-- Dataset records start --
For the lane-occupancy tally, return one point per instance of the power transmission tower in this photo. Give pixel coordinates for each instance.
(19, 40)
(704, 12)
-- Dataset records end --
-- Dataset records start --
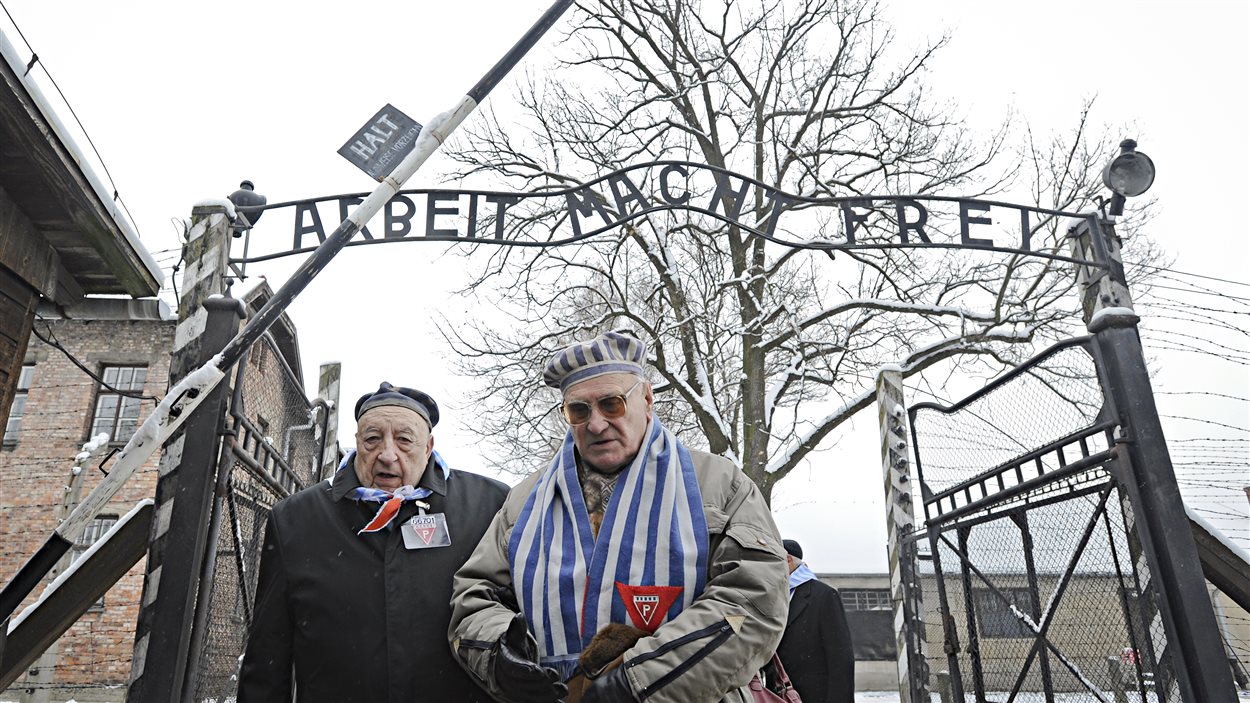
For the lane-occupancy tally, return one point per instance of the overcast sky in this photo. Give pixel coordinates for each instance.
-- Dataset records end --
-- Dataset records start --
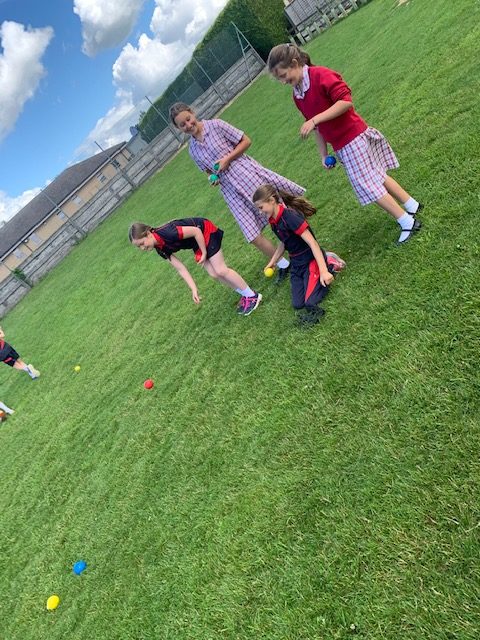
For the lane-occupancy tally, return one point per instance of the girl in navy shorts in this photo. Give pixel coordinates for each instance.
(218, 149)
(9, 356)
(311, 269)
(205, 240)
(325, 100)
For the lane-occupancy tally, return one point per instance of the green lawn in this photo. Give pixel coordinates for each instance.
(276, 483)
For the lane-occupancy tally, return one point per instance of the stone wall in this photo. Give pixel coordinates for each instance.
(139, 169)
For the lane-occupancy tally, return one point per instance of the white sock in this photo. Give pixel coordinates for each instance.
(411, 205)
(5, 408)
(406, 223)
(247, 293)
-- Dataset records end --
* **Instructions for the task**: Please identify each line in the data above that contains the word "tower" and copy those lines in full.

* **Response to this task**:
For the lane-occupancy tally, return one point per instance of the power transmission tower in this photo. Give pixel coordinates for each instance.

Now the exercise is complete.